_GOAL_:
In the records below, take the stretch from the line containing "Where can you see the power" through the end of the records and write it out again with "Target" replaced by "Object". Leave everything else unchanged.
○ ○ ○
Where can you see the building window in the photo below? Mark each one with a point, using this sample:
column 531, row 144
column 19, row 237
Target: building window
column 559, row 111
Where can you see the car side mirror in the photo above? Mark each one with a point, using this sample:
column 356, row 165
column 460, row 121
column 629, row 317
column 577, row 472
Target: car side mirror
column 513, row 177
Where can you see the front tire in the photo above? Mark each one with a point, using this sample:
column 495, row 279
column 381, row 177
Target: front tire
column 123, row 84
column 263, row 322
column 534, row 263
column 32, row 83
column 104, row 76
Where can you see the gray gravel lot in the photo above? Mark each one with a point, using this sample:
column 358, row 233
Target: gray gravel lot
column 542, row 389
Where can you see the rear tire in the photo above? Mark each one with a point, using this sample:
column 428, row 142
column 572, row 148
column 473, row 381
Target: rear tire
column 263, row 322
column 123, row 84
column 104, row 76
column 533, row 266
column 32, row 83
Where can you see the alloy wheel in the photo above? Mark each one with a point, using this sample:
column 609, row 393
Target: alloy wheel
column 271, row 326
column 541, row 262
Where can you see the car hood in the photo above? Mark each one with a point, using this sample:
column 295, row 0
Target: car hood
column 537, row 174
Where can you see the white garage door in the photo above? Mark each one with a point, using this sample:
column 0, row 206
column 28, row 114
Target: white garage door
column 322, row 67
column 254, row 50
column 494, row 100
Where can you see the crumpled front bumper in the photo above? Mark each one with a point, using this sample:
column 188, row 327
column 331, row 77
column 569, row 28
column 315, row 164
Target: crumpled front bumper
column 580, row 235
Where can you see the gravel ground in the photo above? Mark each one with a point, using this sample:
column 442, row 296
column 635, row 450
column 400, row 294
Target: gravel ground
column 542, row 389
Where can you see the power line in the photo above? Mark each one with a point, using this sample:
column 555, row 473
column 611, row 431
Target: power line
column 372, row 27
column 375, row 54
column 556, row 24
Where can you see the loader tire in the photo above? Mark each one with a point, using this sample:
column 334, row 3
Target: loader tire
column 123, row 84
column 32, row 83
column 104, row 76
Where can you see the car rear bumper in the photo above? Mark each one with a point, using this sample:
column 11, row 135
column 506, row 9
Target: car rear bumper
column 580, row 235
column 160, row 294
○ ○ ○
_SOLUTION BELOW_:
Where can you see the power line in the photo above? Mark each one with a point, using this sample:
column 555, row 473
column 611, row 431
Object: power line
column 372, row 27
column 375, row 54
column 556, row 24
Where can you see the loader tire in the photo above? Mark each one with a point, using this sample:
column 334, row 3
Object: loader tire
column 123, row 84
column 32, row 83
column 104, row 76
Where can you see the car rear bumper in the photo above? Mark each one with a point, using this sample:
column 11, row 135
column 506, row 9
Object: car rear bumper
column 580, row 235
column 160, row 294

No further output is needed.